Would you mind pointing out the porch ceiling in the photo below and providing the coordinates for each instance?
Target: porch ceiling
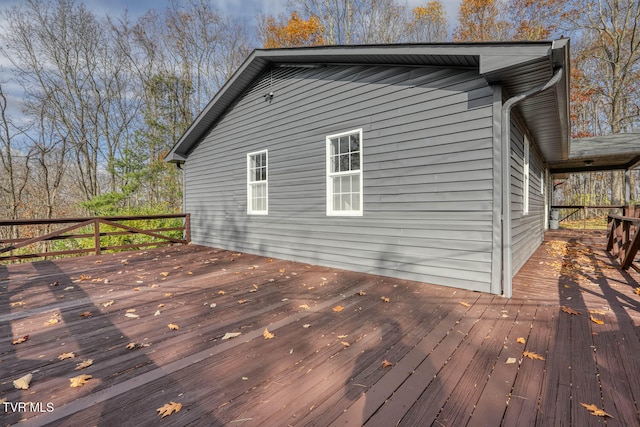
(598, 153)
---
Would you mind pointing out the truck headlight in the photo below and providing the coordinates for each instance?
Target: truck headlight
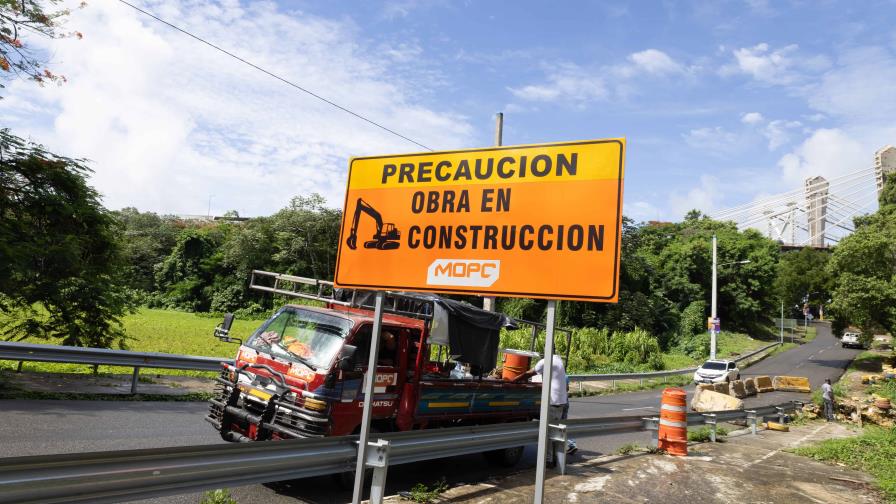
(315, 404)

• Required task
Locate all lines in the listing above that contain the word "each" and copy them out in full.

• Answer to the task
Would you mind pointing out the porch ceiling in the photo below and providing the coordinates for each instance?
Would you mind pointing out the truck headlight in the photo below and providing the coordinates for each instance?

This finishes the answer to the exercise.